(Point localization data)
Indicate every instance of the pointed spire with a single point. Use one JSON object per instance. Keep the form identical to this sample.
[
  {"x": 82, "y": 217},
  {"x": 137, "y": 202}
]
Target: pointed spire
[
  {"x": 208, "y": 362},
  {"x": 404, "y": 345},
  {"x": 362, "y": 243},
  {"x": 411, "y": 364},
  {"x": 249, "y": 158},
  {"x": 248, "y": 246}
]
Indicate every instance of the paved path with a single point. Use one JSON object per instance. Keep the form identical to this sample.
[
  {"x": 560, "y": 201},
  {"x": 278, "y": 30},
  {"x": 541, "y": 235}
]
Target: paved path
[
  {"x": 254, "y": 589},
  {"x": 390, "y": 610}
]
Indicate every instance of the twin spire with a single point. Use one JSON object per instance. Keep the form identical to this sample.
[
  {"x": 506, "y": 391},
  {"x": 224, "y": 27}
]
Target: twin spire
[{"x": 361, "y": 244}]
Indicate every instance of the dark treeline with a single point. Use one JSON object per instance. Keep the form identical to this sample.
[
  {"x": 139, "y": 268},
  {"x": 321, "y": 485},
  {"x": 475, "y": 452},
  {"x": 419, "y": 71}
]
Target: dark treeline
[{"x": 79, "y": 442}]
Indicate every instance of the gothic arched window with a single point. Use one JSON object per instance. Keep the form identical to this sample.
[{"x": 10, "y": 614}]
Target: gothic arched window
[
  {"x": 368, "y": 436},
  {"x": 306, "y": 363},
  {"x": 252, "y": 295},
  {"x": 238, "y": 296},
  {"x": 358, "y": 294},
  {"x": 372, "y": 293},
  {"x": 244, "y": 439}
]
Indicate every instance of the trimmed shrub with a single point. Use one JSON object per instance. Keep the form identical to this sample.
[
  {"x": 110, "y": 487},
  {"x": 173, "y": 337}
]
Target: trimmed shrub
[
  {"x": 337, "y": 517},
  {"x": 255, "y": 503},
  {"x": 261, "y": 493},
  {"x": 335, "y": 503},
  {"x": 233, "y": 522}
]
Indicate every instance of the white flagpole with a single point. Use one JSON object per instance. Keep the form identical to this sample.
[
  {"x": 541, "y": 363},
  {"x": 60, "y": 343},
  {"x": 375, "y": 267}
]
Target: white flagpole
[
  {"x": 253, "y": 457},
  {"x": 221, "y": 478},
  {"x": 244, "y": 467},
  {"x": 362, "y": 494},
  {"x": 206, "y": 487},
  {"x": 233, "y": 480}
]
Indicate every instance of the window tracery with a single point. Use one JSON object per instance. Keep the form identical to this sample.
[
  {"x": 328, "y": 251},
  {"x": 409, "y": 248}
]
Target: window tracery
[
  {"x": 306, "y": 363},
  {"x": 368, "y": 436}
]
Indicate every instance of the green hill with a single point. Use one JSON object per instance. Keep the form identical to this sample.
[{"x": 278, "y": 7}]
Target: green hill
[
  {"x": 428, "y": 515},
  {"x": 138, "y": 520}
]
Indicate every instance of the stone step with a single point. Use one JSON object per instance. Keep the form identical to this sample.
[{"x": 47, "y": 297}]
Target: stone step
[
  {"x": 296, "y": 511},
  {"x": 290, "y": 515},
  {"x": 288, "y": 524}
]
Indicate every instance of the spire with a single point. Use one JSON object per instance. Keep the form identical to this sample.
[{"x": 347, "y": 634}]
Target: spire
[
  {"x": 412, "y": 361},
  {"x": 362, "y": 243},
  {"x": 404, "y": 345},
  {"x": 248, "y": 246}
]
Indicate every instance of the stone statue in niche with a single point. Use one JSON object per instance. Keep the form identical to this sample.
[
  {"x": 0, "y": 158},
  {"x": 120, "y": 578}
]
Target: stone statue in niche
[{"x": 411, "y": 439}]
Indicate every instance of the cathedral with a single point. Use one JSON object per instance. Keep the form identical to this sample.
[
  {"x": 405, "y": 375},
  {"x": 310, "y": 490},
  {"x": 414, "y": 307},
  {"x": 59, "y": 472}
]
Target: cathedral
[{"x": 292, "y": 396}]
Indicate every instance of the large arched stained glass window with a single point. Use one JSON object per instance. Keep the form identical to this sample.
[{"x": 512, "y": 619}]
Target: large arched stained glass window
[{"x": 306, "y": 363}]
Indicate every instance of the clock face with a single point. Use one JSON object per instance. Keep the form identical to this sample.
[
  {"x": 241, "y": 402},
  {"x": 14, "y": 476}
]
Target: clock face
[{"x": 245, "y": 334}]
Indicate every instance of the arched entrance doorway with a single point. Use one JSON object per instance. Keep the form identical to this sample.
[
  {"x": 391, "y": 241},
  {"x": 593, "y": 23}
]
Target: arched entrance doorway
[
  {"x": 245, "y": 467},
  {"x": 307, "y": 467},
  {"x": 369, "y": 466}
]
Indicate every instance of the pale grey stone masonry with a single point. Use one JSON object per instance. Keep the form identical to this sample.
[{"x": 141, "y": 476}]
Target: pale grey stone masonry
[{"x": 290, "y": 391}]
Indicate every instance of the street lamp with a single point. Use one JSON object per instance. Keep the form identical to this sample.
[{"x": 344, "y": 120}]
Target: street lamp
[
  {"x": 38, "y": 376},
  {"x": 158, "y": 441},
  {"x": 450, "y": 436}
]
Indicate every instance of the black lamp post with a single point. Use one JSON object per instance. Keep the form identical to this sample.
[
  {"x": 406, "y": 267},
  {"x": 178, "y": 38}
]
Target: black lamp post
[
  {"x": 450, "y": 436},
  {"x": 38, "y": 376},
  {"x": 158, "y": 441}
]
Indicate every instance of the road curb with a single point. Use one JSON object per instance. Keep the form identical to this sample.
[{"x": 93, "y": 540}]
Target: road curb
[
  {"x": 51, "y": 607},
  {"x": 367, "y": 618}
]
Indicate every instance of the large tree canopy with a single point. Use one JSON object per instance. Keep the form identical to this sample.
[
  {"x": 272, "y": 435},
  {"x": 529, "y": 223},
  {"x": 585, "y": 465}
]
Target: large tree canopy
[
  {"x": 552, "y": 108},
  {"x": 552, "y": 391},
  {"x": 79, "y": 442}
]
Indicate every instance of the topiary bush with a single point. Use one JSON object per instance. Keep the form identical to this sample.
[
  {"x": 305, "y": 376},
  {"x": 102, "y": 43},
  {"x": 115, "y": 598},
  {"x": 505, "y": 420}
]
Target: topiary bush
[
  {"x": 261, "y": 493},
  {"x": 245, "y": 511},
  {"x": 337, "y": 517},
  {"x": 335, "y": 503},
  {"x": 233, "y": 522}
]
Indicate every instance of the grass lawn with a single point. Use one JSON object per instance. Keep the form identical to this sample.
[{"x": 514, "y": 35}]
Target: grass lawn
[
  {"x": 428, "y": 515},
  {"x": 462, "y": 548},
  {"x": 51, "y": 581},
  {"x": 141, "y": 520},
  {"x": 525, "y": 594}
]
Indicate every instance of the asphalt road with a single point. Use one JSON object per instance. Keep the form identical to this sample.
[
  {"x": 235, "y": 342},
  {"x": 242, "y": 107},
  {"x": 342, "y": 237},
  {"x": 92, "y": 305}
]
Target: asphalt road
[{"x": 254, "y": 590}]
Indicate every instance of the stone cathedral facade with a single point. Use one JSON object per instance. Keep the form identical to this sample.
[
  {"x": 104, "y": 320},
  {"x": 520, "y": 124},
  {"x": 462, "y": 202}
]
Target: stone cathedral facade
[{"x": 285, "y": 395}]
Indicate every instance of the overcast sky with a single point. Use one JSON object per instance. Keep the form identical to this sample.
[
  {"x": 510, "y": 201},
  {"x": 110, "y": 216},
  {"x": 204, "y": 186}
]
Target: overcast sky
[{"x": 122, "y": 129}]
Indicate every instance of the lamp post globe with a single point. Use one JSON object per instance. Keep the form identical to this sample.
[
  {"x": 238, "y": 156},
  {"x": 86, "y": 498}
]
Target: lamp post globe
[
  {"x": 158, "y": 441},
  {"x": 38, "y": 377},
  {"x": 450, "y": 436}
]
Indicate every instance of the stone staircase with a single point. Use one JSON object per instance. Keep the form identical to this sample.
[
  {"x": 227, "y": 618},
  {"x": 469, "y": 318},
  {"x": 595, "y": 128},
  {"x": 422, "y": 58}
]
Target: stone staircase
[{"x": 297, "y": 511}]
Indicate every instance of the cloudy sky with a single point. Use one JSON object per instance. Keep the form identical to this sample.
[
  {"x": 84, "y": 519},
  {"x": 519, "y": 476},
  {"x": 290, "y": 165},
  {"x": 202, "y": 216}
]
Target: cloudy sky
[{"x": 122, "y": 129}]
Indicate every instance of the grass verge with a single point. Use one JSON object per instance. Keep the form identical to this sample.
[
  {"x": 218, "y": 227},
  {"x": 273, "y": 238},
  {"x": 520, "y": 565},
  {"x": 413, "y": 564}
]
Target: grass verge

* ABOUT THIS EXERCISE
Report every line of the data in which "verge" appears.

* REPLY TO THE EXERCISE
Indicate every instance of the grass verge with a single point. Use one JSON object per instance. Keep the form identical to this sample.
Target: grass verge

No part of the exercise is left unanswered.